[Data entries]
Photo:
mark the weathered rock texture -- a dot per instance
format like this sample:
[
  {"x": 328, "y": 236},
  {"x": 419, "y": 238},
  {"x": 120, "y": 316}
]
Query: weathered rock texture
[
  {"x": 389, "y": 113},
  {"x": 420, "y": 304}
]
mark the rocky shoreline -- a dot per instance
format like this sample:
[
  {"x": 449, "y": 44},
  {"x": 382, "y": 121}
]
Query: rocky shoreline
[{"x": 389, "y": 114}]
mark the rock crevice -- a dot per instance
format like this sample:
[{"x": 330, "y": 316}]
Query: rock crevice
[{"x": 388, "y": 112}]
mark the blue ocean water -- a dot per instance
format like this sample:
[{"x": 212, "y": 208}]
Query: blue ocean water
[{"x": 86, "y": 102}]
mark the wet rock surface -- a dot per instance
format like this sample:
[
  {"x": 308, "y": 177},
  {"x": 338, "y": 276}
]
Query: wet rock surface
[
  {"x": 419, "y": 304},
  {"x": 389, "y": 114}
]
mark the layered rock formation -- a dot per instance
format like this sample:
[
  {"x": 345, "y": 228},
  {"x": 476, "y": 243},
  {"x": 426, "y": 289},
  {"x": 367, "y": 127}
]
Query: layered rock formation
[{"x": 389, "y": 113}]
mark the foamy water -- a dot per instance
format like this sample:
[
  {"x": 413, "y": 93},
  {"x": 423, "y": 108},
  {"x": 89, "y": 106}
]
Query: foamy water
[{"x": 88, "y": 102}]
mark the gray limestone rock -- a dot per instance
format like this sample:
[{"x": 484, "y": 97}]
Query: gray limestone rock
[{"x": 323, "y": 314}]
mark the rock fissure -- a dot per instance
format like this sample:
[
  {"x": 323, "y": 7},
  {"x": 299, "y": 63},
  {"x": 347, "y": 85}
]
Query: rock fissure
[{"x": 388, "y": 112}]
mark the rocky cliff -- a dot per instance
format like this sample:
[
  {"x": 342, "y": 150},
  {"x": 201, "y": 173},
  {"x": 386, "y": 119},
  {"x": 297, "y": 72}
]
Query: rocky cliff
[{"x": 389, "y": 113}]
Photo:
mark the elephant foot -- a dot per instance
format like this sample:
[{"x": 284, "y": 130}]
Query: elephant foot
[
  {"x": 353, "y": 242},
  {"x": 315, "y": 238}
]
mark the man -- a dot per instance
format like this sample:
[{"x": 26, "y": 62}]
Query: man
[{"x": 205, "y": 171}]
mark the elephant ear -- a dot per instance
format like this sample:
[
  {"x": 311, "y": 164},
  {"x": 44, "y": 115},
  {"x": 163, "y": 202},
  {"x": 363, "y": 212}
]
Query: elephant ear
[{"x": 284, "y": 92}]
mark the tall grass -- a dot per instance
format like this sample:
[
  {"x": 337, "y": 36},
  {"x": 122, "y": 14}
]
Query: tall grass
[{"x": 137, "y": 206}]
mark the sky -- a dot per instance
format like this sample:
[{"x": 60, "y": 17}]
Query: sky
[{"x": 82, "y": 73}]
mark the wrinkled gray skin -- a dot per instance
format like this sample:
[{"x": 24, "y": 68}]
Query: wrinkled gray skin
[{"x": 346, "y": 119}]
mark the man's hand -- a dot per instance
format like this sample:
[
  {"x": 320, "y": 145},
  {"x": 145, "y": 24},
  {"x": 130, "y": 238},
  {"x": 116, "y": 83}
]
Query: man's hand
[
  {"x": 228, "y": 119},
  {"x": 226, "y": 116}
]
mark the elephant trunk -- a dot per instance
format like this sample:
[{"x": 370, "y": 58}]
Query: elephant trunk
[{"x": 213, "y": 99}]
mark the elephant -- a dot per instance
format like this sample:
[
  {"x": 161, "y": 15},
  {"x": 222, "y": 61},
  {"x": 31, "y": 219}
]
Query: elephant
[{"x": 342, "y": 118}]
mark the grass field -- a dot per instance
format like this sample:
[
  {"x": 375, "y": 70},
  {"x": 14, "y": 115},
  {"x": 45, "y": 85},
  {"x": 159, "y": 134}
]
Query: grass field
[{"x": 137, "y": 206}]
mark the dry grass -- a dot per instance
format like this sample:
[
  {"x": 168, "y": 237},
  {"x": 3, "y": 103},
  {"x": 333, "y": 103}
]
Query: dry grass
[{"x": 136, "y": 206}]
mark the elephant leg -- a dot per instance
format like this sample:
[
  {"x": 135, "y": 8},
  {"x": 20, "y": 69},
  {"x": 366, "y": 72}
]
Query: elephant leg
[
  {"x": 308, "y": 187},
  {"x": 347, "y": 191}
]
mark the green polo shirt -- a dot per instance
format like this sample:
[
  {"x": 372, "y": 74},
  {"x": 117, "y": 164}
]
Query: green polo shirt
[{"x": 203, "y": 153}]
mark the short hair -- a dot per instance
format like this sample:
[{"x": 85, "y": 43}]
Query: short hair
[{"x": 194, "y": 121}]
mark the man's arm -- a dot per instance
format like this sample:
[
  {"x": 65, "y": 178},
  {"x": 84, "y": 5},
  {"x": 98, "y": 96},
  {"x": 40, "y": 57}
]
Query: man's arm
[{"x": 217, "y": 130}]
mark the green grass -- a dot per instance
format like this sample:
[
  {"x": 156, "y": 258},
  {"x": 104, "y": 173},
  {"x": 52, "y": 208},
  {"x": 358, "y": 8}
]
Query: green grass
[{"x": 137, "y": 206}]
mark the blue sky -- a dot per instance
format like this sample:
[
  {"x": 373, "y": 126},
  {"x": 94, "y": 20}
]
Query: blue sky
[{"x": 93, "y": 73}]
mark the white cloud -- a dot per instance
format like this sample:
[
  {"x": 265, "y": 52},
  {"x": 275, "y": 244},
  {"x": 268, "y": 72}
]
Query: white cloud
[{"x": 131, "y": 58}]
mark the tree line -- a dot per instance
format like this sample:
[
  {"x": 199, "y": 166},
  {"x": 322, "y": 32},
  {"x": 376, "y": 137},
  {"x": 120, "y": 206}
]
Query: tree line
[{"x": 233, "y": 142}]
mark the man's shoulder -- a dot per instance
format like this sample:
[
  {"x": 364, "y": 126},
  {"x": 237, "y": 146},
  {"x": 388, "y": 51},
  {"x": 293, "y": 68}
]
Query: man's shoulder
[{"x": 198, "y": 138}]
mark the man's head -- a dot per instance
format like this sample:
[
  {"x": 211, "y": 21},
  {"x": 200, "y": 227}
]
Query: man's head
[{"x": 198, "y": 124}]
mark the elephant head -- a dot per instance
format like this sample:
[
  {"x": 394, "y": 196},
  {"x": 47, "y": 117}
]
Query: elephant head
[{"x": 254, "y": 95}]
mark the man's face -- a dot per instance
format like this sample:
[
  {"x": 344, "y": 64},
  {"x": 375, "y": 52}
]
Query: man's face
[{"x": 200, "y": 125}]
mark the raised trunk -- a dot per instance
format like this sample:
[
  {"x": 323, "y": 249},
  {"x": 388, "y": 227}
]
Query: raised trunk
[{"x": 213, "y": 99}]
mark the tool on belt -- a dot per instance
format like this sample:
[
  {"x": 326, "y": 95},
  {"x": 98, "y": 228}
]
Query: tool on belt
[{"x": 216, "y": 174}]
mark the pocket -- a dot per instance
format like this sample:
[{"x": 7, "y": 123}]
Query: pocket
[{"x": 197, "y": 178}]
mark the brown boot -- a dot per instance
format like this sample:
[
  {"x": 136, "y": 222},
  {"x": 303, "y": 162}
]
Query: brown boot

## Stated goal
Go through the listing above and restate it word for word.

## Finished answer
Photo:
mark the weathered rock texture -- a dot per instance
format like this sample:
[
  {"x": 328, "y": 236},
  {"x": 419, "y": 238},
  {"x": 120, "y": 316}
]
Query: weathered rock texture
[
  {"x": 389, "y": 113},
  {"x": 420, "y": 304}
]
mark the rocky shoreline -- a dot per instance
format like this sample:
[
  {"x": 449, "y": 44},
  {"x": 382, "y": 121}
]
Query: rocky shoreline
[{"x": 389, "y": 114}]
mark the rock crevice -- a dot per instance
format like this sample:
[{"x": 330, "y": 316}]
Query: rock crevice
[{"x": 388, "y": 112}]
mark the blue ocean water -- a dot per instance
format like this sample:
[{"x": 212, "y": 208}]
Query: blue ocean water
[{"x": 86, "y": 102}]
mark the wet rock surface -- a dot per instance
format like this sample:
[
  {"x": 308, "y": 177},
  {"x": 338, "y": 276}
]
Query: wet rock surface
[
  {"x": 419, "y": 304},
  {"x": 389, "y": 114}
]
mark the layered rock formation -- a dot per instance
format like this sample:
[
  {"x": 345, "y": 228},
  {"x": 476, "y": 243},
  {"x": 426, "y": 289},
  {"x": 367, "y": 127}
]
Query: layered rock formation
[{"x": 389, "y": 113}]
mark the foamy water -- a dot per instance
format like this sample:
[
  {"x": 413, "y": 93},
  {"x": 423, "y": 108},
  {"x": 89, "y": 106}
]
Query: foamy water
[{"x": 88, "y": 102}]
mark the gray limestone rock -- a dot per instance
format like this sample:
[{"x": 484, "y": 97}]
Query: gray limestone rock
[{"x": 323, "y": 314}]
mark the rock fissure -- a dot per instance
format like this sample:
[
  {"x": 323, "y": 7},
  {"x": 299, "y": 63},
  {"x": 347, "y": 85}
]
Query: rock fissure
[{"x": 388, "y": 112}]
mark the rocky cliff -- a dot per instance
format like this sample:
[
  {"x": 342, "y": 150},
  {"x": 201, "y": 173},
  {"x": 386, "y": 119},
  {"x": 297, "y": 72}
]
Query: rocky cliff
[{"x": 389, "y": 113}]
Photo:
mark the elephant foot -- a dot per instance
format like this sample:
[{"x": 284, "y": 130}]
Query: elephant foot
[
  {"x": 353, "y": 242},
  {"x": 315, "y": 238}
]
mark the man -- a dot per instance
format like this sample:
[{"x": 26, "y": 62}]
Query: man
[{"x": 205, "y": 171}]
mark the elephant ear -- a dot per instance
format like this sample:
[
  {"x": 311, "y": 164},
  {"x": 44, "y": 115},
  {"x": 163, "y": 202},
  {"x": 363, "y": 212}
]
Query: elephant ear
[{"x": 284, "y": 92}]
mark the tall grass -- a dot per instance
format like this sample:
[
  {"x": 337, "y": 36},
  {"x": 122, "y": 14}
]
Query: tall grass
[{"x": 137, "y": 206}]
mark the sky -- a dot per instance
format like this sample:
[{"x": 60, "y": 17}]
Query: sky
[{"x": 82, "y": 73}]
mark the wrinkled gray skin -- a dot per instance
format like this sample:
[{"x": 24, "y": 68}]
Query: wrinkled gray skin
[{"x": 346, "y": 119}]
mark the man's hand -- a dot per instance
format like this sample:
[
  {"x": 320, "y": 145},
  {"x": 145, "y": 24},
  {"x": 130, "y": 238},
  {"x": 116, "y": 83}
]
Query: man's hand
[
  {"x": 228, "y": 119},
  {"x": 226, "y": 116}
]
mark the elephant trunk -- a dot per instance
format like this sample:
[{"x": 370, "y": 58}]
Query: elephant trunk
[{"x": 213, "y": 99}]
mark the elephant -- a dot per instance
format like this sample:
[
  {"x": 161, "y": 15},
  {"x": 222, "y": 61},
  {"x": 31, "y": 219}
]
Query: elephant
[{"x": 342, "y": 118}]
mark the grass field -- a dot per instance
format like this sample:
[
  {"x": 375, "y": 70},
  {"x": 14, "y": 115},
  {"x": 45, "y": 85},
  {"x": 159, "y": 134}
]
Query: grass field
[{"x": 137, "y": 206}]
mark the dry grass -- a dot per instance
format like this sample:
[
  {"x": 168, "y": 237},
  {"x": 3, "y": 103},
  {"x": 333, "y": 103}
]
Query: dry grass
[{"x": 136, "y": 206}]
mark the elephant leg -- a dot per instance
format like this sample:
[
  {"x": 135, "y": 8},
  {"x": 20, "y": 69},
  {"x": 366, "y": 72}
]
Query: elephant leg
[
  {"x": 308, "y": 187},
  {"x": 347, "y": 191}
]
mark the green polo shirt -- a dot per instance
format like this sample:
[
  {"x": 372, "y": 74},
  {"x": 117, "y": 164}
]
Query: green polo shirt
[{"x": 203, "y": 153}]
mark the short hair -- a dot per instance
format like this sample:
[{"x": 85, "y": 43}]
Query: short hair
[{"x": 194, "y": 121}]
mark the man's arm -- a dot per instance
format like this sample:
[
  {"x": 65, "y": 178},
  {"x": 84, "y": 5},
  {"x": 98, "y": 96},
  {"x": 40, "y": 57}
]
Query: man's arm
[{"x": 217, "y": 130}]
mark the green grass -- a dot per instance
format like this sample:
[
  {"x": 156, "y": 258},
  {"x": 104, "y": 173},
  {"x": 52, "y": 208},
  {"x": 358, "y": 8}
]
Query: green grass
[{"x": 137, "y": 206}]
mark the blue sky -- a dot per instance
format like this sample:
[
  {"x": 373, "y": 126},
  {"x": 94, "y": 20}
]
Query: blue sky
[{"x": 93, "y": 73}]
mark the white cloud -- a dot per instance
format like this sample:
[
  {"x": 265, "y": 52},
  {"x": 275, "y": 244},
  {"x": 268, "y": 72}
]
Query: white cloud
[{"x": 131, "y": 58}]
mark the tree line -- a dot per instance
format like this sample:
[
  {"x": 199, "y": 166},
  {"x": 322, "y": 32},
  {"x": 376, "y": 137},
  {"x": 120, "y": 206}
]
Query: tree line
[{"x": 233, "y": 142}]
mark the man's shoulder -- a dot per instance
format like this sample:
[
  {"x": 364, "y": 126},
  {"x": 237, "y": 146},
  {"x": 388, "y": 51},
  {"x": 293, "y": 68}
]
Query: man's shoulder
[{"x": 198, "y": 138}]
mark the man's head -- a dot per instance
format like this sample:
[
  {"x": 211, "y": 21},
  {"x": 200, "y": 227}
]
Query: man's head
[{"x": 198, "y": 124}]
mark the elephant head -- a dot per instance
format like this sample:
[
  {"x": 394, "y": 196},
  {"x": 47, "y": 117}
]
Query: elephant head
[{"x": 254, "y": 95}]
mark the man's face -- a dot per instance
format like this sample:
[
  {"x": 344, "y": 64},
  {"x": 375, "y": 52}
]
Query: man's face
[{"x": 200, "y": 125}]
mark the raised trunk -- a dot per instance
format like this sample:
[
  {"x": 323, "y": 249},
  {"x": 388, "y": 227}
]
Query: raised trunk
[{"x": 213, "y": 99}]
mark the tool on belt -- a dot per instance
format like this sample:
[
  {"x": 326, "y": 95},
  {"x": 98, "y": 228}
]
Query: tool on belt
[{"x": 216, "y": 174}]
mark the pocket -- a dot per instance
format like this sample:
[{"x": 7, "y": 123}]
Query: pocket
[{"x": 197, "y": 178}]
mark the brown boot -- a dot per instance
format like this sample:
[
  {"x": 136, "y": 222},
  {"x": 303, "y": 162}
]
Query: brown boot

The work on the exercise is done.